Reproduce the rows from the line containing "of the harness" through the line containing "x=489 y=250", substituting "stony ground" for each occurrence of "rocky ground" and leaving all else unchanged.

-------- SOURCE RECORDS --------

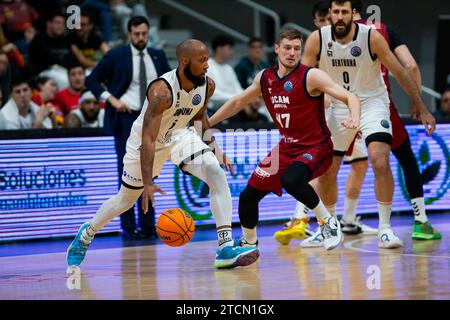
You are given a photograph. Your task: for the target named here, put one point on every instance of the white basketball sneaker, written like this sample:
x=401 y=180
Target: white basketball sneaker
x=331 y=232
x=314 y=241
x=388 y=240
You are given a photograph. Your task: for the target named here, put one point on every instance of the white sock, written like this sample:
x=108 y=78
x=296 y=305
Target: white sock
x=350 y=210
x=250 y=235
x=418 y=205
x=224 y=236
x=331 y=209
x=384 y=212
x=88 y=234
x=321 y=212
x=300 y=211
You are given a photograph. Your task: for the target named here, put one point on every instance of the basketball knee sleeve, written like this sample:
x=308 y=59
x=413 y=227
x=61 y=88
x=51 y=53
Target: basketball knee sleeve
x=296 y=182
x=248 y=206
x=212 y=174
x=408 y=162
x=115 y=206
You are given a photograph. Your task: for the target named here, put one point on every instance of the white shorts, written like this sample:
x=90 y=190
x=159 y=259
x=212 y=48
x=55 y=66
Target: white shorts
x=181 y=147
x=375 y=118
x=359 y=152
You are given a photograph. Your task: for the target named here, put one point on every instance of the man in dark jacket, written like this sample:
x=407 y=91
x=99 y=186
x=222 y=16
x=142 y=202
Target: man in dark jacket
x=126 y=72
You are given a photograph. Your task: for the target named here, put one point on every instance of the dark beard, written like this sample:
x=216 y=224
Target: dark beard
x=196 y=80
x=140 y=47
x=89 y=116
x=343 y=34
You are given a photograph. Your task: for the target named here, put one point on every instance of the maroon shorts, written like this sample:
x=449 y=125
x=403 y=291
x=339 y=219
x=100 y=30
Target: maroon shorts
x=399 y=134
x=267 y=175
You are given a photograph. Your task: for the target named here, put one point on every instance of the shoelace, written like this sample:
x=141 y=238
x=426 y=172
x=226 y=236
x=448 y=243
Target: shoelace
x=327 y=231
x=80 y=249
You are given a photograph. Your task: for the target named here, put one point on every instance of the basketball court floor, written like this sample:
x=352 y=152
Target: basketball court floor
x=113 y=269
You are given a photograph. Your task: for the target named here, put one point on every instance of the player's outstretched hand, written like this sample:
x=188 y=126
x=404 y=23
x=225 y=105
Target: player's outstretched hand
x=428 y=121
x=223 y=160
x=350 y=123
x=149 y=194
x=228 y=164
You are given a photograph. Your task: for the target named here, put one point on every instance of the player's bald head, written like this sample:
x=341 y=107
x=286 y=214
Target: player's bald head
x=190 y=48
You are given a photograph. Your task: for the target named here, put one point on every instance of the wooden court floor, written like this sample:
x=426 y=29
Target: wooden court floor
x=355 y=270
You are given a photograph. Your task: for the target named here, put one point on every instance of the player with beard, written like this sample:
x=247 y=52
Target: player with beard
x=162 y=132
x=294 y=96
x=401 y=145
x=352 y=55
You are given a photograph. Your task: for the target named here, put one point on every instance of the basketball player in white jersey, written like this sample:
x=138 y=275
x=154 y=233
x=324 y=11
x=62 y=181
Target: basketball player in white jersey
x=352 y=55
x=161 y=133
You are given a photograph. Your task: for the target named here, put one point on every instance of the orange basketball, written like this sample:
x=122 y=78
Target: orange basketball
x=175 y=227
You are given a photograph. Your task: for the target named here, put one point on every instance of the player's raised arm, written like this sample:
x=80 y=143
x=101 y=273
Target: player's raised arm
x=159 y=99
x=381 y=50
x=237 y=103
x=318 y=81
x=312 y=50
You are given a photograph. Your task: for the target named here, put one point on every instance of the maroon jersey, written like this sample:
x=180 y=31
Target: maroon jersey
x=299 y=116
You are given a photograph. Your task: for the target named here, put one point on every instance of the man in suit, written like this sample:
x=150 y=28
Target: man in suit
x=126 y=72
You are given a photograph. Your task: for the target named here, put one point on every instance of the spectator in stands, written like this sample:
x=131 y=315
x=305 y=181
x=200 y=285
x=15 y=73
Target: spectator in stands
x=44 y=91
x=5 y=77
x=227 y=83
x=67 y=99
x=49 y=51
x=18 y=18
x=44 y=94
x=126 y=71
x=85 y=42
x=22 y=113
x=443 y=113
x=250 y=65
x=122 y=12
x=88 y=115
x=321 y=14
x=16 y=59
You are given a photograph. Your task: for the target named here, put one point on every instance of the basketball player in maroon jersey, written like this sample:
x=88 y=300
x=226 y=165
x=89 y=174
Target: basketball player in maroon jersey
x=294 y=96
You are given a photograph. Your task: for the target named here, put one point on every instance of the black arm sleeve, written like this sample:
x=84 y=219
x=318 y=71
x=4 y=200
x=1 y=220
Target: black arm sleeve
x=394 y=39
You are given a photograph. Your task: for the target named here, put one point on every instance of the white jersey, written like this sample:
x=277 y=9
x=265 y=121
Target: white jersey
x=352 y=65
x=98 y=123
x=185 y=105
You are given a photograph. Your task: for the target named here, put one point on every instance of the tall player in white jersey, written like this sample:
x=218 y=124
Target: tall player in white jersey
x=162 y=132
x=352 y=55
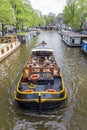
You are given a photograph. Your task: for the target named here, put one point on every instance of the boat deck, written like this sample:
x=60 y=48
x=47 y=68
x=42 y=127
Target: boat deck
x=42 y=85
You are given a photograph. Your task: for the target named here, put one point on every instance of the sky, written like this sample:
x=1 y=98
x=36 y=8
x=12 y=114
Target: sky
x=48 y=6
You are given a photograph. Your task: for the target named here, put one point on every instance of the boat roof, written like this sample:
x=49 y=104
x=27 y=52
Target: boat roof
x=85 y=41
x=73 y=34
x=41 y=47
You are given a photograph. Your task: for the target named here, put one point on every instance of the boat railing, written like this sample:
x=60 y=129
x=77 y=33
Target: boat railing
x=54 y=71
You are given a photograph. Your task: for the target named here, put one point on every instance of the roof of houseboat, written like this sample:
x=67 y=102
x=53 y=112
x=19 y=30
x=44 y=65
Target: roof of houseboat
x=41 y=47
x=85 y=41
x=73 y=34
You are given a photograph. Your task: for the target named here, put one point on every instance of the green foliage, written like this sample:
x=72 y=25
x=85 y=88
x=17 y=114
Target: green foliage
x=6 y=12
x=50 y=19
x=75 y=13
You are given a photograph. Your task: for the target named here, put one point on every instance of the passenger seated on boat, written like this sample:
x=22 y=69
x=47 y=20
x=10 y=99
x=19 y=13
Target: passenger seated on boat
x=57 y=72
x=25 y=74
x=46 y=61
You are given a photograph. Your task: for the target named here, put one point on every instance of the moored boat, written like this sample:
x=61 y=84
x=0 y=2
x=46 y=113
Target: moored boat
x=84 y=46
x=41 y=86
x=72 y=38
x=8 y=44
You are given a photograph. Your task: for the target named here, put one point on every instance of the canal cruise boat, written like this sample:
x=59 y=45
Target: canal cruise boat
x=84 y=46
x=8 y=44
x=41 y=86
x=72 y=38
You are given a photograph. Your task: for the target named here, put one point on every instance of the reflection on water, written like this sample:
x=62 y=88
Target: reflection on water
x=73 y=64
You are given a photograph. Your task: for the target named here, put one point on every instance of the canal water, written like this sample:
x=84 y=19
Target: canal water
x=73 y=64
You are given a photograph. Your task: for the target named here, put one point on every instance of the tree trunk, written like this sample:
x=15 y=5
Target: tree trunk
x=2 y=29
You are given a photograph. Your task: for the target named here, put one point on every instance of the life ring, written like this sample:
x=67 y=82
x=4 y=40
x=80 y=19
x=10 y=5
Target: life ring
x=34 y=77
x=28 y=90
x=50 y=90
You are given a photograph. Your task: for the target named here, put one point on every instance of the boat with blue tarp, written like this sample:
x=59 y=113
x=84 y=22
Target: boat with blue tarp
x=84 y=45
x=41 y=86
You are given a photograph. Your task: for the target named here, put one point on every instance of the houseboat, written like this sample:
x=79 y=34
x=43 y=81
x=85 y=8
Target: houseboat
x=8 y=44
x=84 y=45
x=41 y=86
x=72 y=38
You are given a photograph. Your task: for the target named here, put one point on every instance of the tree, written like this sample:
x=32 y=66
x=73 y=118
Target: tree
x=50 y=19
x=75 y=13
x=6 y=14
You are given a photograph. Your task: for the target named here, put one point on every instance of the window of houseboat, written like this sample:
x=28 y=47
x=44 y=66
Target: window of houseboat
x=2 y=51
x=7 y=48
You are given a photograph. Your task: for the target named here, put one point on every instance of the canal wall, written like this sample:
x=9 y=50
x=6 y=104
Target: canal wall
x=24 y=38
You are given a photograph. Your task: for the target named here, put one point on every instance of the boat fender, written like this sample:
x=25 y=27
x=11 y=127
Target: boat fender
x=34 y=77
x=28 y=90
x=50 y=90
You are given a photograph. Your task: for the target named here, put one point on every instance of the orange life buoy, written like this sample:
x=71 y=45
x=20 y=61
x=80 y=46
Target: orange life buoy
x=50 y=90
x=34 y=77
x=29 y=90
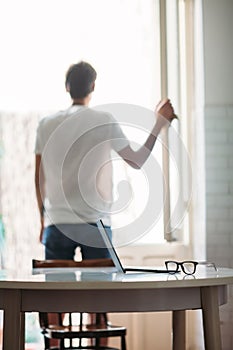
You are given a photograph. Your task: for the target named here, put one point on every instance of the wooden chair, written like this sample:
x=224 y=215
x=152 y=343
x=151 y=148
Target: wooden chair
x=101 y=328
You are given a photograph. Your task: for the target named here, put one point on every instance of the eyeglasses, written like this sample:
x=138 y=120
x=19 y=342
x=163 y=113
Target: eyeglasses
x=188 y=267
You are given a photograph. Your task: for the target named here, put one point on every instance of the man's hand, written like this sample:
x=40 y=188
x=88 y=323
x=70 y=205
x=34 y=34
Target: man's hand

--------
-------- SOURCE RECORDS --------

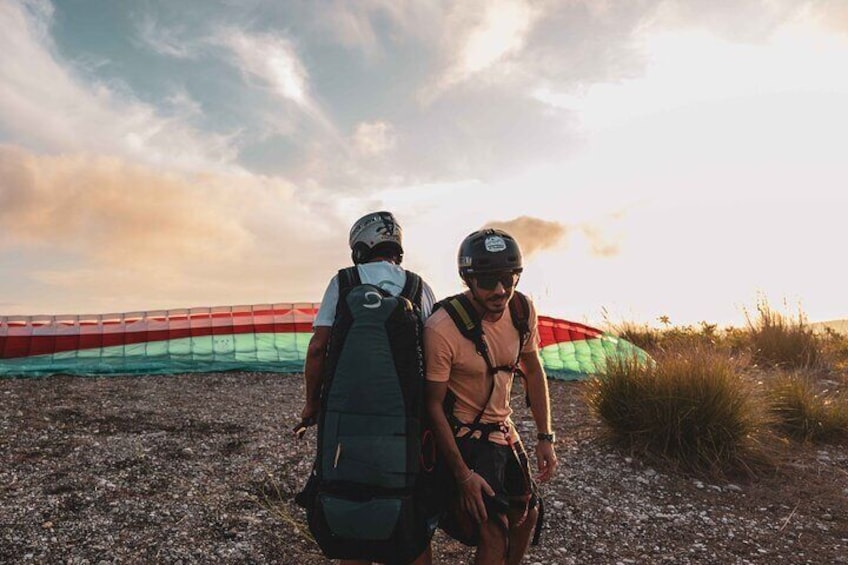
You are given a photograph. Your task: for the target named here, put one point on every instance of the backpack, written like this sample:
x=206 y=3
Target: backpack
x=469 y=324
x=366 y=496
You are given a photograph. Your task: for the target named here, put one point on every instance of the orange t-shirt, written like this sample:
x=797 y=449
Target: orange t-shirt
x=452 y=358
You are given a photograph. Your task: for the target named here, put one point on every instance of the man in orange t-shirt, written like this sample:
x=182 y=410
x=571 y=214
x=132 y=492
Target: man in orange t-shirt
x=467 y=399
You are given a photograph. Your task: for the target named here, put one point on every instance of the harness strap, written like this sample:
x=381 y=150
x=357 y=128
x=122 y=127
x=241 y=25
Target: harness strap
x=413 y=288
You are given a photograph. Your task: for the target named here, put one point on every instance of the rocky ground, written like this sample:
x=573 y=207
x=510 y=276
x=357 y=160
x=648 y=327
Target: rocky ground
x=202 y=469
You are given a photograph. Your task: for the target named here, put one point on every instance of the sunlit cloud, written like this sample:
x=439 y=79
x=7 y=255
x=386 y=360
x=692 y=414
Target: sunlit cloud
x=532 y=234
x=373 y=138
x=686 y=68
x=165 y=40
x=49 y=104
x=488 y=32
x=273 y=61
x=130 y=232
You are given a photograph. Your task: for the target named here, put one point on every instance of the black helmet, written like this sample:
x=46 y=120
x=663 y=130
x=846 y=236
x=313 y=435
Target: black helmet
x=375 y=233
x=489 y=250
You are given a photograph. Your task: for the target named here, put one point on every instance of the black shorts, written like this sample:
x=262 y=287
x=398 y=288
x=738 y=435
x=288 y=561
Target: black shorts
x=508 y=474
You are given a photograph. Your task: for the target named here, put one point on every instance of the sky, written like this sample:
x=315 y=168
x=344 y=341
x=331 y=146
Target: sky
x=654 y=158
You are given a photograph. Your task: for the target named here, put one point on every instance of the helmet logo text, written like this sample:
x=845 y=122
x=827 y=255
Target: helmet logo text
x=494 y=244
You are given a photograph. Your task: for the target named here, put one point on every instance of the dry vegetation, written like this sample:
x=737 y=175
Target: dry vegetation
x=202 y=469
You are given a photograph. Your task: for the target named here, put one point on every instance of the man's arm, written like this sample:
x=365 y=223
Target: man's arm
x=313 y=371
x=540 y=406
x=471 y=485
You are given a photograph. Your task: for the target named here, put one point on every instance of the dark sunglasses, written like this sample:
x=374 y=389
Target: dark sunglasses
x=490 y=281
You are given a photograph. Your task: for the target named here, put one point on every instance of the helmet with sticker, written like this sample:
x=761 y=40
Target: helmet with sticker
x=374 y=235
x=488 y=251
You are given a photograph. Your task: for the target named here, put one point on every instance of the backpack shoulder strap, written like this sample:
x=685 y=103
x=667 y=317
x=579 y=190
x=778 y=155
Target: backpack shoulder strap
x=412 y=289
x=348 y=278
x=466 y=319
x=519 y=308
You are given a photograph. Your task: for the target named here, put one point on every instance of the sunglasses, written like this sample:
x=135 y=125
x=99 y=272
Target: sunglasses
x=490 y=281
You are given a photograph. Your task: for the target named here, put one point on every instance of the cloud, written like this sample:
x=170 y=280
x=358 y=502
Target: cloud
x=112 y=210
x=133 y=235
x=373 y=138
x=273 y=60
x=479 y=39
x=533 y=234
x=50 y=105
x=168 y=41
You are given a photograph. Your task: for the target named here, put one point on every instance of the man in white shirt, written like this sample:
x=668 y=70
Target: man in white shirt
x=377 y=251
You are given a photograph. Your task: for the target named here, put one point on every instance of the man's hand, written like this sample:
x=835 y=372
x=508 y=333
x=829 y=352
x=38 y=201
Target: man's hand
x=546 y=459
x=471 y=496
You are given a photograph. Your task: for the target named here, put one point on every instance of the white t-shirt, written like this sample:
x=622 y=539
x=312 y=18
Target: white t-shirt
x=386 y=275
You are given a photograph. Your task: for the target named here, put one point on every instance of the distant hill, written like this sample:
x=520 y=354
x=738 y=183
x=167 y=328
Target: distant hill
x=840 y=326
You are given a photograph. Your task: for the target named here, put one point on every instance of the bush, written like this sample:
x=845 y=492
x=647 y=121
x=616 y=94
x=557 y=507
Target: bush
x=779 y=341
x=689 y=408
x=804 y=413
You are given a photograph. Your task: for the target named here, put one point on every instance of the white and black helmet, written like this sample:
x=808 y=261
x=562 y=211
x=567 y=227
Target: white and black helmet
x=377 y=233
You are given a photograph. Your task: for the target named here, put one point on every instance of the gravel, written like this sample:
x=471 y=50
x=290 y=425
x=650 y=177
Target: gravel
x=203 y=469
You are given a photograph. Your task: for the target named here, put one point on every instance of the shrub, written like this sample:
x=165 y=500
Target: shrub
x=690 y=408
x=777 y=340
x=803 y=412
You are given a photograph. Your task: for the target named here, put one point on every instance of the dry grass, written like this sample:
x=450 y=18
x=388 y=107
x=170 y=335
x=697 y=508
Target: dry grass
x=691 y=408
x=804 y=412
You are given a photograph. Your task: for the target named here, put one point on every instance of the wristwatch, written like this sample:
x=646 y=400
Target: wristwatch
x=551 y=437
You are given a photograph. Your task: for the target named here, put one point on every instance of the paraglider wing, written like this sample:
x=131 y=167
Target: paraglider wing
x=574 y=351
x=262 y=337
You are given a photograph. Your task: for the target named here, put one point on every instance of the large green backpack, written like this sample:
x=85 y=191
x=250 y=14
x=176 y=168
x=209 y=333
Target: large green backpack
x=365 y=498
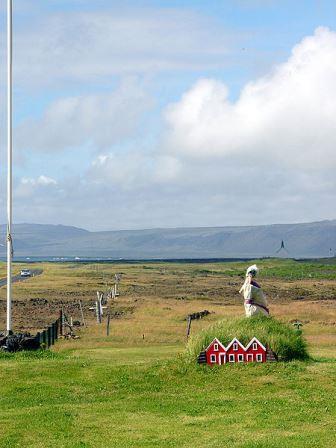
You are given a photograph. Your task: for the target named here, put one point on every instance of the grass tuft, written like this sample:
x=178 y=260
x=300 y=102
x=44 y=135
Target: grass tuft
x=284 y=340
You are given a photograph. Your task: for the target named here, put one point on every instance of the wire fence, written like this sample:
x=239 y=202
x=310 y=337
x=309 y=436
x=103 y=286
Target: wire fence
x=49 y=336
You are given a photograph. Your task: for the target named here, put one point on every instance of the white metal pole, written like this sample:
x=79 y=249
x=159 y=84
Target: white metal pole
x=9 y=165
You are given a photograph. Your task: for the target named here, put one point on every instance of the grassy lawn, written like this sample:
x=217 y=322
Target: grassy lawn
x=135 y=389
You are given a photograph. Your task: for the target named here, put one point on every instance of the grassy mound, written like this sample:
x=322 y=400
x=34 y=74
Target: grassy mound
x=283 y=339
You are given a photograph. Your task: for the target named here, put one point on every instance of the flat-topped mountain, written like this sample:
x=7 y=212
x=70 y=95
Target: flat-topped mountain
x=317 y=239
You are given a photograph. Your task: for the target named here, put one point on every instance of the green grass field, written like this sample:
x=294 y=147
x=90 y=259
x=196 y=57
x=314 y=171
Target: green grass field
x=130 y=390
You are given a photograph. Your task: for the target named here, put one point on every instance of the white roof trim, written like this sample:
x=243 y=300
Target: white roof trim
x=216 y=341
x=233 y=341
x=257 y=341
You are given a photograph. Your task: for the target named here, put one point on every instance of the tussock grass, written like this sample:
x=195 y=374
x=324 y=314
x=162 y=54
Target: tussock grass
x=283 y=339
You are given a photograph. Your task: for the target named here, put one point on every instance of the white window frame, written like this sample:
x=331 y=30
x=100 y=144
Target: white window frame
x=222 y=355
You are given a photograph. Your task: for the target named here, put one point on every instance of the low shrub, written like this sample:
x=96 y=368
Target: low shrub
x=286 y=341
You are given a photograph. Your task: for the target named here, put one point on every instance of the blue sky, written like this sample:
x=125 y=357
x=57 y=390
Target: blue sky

--------

_PROBLEM SOLUTION_
You are given a photograph. Your task: for the target named here, put one point on every instance of the harness strap, written like this sample:
x=381 y=150
x=357 y=128
x=122 y=127
x=241 y=25
Target: harness strap
x=413 y=288
You are given a photograph. Your task: for the target named here, put one point on every instance of the stony ground, written like this sample:
x=573 y=207
x=510 y=276
x=357 y=160
x=648 y=327
Target: stony ground
x=202 y=469
You are given a photograph. Your task: for the target named here, put one point on every instance of the sunlit cloud, written like this sample:
x=439 y=79
x=7 y=255
x=386 y=360
x=692 y=414
Target: sunlit cloud
x=532 y=234
x=373 y=138
x=686 y=68
x=165 y=40
x=49 y=104
x=488 y=32
x=273 y=61
x=130 y=232
You are given a photograph. Your task: for the target named here, put one point on every instance of the black helmet, written like this sample:
x=46 y=120
x=663 y=130
x=846 y=236
x=313 y=435
Target: black helmet
x=375 y=233
x=489 y=250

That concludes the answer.